# DATASET ENTRIES:
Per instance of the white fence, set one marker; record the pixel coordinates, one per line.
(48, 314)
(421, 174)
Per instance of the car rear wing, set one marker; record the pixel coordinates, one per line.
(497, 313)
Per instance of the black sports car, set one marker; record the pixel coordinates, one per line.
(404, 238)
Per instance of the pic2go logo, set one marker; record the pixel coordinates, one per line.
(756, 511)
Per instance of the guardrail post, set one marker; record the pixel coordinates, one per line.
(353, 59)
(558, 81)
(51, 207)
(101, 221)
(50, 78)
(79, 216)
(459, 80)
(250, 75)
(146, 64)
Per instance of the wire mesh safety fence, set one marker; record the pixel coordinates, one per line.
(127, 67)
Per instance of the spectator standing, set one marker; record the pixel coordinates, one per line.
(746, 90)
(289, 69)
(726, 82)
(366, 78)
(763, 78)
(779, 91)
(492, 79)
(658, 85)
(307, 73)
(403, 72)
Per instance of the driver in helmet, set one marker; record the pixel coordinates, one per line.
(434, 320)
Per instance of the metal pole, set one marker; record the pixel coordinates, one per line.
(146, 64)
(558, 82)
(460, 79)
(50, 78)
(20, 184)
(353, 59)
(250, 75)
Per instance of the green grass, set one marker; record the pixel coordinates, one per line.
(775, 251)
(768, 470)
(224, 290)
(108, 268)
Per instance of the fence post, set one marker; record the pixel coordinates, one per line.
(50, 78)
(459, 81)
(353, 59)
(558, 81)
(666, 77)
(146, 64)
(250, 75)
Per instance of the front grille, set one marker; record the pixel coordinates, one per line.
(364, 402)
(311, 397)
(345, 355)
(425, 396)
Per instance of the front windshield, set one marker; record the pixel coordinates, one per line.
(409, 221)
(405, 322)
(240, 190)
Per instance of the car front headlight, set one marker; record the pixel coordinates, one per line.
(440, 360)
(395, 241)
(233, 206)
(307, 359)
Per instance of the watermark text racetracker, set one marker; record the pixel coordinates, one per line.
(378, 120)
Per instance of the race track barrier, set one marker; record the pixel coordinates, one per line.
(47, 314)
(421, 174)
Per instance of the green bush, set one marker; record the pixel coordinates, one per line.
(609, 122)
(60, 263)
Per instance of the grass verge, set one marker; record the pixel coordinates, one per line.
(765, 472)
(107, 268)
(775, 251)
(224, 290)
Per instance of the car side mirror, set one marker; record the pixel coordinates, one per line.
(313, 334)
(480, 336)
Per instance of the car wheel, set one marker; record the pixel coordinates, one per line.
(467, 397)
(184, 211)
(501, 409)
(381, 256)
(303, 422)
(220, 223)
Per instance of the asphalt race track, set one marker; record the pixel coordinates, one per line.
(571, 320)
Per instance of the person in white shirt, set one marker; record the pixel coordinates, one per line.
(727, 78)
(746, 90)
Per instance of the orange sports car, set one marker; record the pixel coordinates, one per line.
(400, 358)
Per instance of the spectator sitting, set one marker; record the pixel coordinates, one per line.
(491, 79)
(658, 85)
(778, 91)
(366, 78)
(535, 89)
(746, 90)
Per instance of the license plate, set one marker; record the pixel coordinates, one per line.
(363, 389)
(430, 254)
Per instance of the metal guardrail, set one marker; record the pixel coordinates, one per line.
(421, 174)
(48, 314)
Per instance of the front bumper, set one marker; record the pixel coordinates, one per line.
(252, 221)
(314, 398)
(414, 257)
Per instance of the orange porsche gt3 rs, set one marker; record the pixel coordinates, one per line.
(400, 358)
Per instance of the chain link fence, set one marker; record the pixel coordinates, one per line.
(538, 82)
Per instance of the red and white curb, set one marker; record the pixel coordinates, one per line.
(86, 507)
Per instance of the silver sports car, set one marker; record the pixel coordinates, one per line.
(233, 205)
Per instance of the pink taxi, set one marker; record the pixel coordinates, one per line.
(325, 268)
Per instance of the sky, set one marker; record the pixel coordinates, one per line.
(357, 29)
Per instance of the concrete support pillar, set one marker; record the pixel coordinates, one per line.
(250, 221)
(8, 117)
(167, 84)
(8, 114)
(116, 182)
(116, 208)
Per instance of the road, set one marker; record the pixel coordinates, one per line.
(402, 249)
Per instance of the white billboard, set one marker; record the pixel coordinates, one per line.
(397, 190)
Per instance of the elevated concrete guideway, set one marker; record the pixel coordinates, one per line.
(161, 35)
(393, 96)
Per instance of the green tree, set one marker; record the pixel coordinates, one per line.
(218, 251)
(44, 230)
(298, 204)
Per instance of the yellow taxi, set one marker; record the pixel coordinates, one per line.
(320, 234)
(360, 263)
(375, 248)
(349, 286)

# YOUR ASSIGNMENT:
Reproduce the entries exactly, each one as given.

# ANSWER TO THE PROBLEM:
Per instance of the white fence, set one marker; record the pixel coordinates, one per line.
(48, 314)
(421, 174)
Per instance of the car rear wing, set one marker; record the pixel coordinates, one per line.
(497, 313)
Per instance of the black sports car, set one marker; record the pixel coordinates, one per line.
(404, 238)
Per instance of the pic2go logo, set one marker; record the pixel coordinates, one per line.
(756, 511)
Per instance of the guardrail post, set one marker; record the pixel coordinates, one per line.
(353, 59)
(558, 81)
(51, 207)
(101, 221)
(50, 78)
(79, 216)
(459, 80)
(250, 75)
(146, 64)
Per instance of the wire mesh safety fence, set one marker; record the pixel coordinates, one per line.
(127, 67)
Per instance of the spectator standing, set one marker; record the pixel coordinates, one per line.
(746, 90)
(289, 69)
(726, 82)
(366, 78)
(763, 78)
(779, 91)
(492, 79)
(658, 85)
(307, 73)
(403, 72)
Per instance of the driver in helmet, set one marker; record the pixel coordinates, one per line.
(434, 320)
Per instance of the metal pole, set one marker; record the pixel coordinates, one per line.
(146, 64)
(558, 82)
(460, 79)
(50, 78)
(20, 184)
(353, 59)
(250, 75)
Per instance of the green grass, set one marker; record the pixel coordinates, one per line.
(775, 251)
(768, 470)
(224, 290)
(108, 268)
Per instance of the fence post, set one marker; record the pixel coordinates, one per line.
(50, 78)
(459, 81)
(353, 59)
(558, 81)
(666, 77)
(146, 64)
(250, 75)
Per instance of the front grille, set one marker; record the pixel coordinates, one per line.
(364, 402)
(311, 397)
(345, 355)
(425, 396)
Per instance of the front windshield, set one marker; record the pixel coordinates, one per line.
(409, 221)
(405, 322)
(240, 190)
Per instance of the car front headlight, set one marker; record the pixel coordinates, one per line.
(440, 360)
(395, 241)
(233, 206)
(307, 359)
Per instance of the watermark text racetracker, set one marker; record the pixel coordinates, one per line.
(378, 120)
Per instance of the race track barrier, set one marker; record the pixel coordinates, one per line.
(47, 314)
(421, 174)
Per instance of the green bush, set one marker; record the pixel coordinates, one per line.
(609, 122)
(60, 263)
Per instance of the grass verge, set one marker; record the pixel coordinates, one per line.
(765, 472)
(107, 268)
(775, 251)
(224, 290)
Per instance of the car side mirror, set one marker; record the pixel coordinates, one per line.
(313, 334)
(480, 336)
Per instance of the car wheel, set one marker; record the pixel coordinates, one per line.
(467, 397)
(184, 211)
(501, 409)
(381, 256)
(303, 422)
(220, 223)
Per instance of the asphalt race track, set one marker; record the pixel coordinates, one per line.
(571, 320)
Per instance of the person in white shirt, set one marker; record the pixel coordinates, one per line.
(727, 78)
(746, 90)
Per instance of the orange sports car, set one marker; record the pixel coordinates, one per line.
(400, 358)
Per instance of the spectator sitting, set one marker; record the pixel coordinates, one per line.
(491, 79)
(658, 85)
(778, 91)
(366, 78)
(535, 89)
(746, 90)
Per instance of the license plate, set one marker; record the pixel coordinates, one per line.
(363, 389)
(430, 254)
Per instance of the metal guardrail, set one marker; record the pixel coordinates, one per line.
(421, 174)
(48, 314)
Per instance of the front bumper, set one marker; record the pixel coordinates, one per line.
(252, 221)
(314, 398)
(414, 257)
Per instance of the orange porsche gt3 rs, set one marker; record the pixel coordinates, one per line.
(400, 358)
Per instance of the chain link fence, set one marker; record the pixel coordinates, one per line.
(538, 82)
Per instance of the red and white curb, set one marker; record the pixel coordinates, one per line.
(86, 507)
Per instance of the silver sports car, set one marker; record the pixel coordinates, one per line.
(233, 205)
Per instance of the pink taxi, set one marker; record the pixel coordinates, one per line.
(325, 268)
Per instance of the sky, set one marker; record the pixel coordinates, one per line.
(357, 29)
Per instance of the concrete support pillar, set one marker; record the pixel coordinates, one per line.
(250, 221)
(8, 117)
(167, 84)
(8, 114)
(116, 182)
(116, 208)
Per instance of the road, set one marker; record the pixel coordinates, one per line.
(402, 249)
Per instance of the white billboard, set one marker; record the pixel coordinates, one per line.
(397, 190)
Per instance of the elevated concrete guideway, set one marker; record the pixel coordinates, one per line.
(161, 35)
(393, 96)
Per instance of the green tree, set one marker; record the pixel coordinates, one per line.
(218, 251)
(44, 230)
(298, 204)
Per instance of the yellow taxi, set one marker; record the pixel coordinates, one per line.
(320, 234)
(360, 263)
(375, 248)
(349, 286)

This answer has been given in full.